Saved entries
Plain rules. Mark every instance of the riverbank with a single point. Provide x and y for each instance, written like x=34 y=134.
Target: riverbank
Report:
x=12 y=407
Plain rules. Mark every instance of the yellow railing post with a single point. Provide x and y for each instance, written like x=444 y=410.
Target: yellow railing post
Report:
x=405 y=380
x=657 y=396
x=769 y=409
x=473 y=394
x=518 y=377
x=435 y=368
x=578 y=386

==

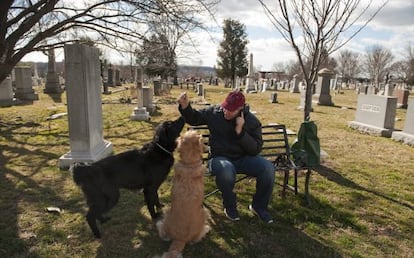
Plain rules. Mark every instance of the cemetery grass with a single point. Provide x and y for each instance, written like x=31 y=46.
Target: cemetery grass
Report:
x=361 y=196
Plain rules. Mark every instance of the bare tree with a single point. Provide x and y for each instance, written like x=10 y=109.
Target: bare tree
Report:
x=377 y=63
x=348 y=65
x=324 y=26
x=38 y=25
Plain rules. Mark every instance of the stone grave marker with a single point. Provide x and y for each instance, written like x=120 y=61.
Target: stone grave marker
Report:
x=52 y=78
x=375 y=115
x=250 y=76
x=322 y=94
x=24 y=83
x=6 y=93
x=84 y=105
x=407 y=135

...

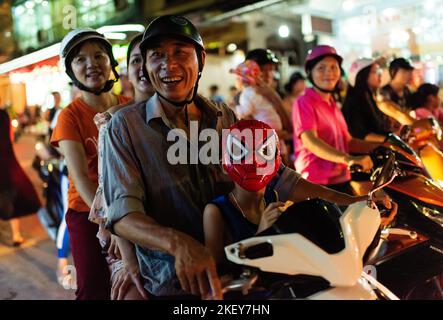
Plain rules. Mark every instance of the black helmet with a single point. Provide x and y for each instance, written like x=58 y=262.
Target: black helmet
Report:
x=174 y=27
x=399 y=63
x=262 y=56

-- Try it --
Nothing but a number is expected here: the number of lines in the entries that include the word "Provide".

-- Output --
6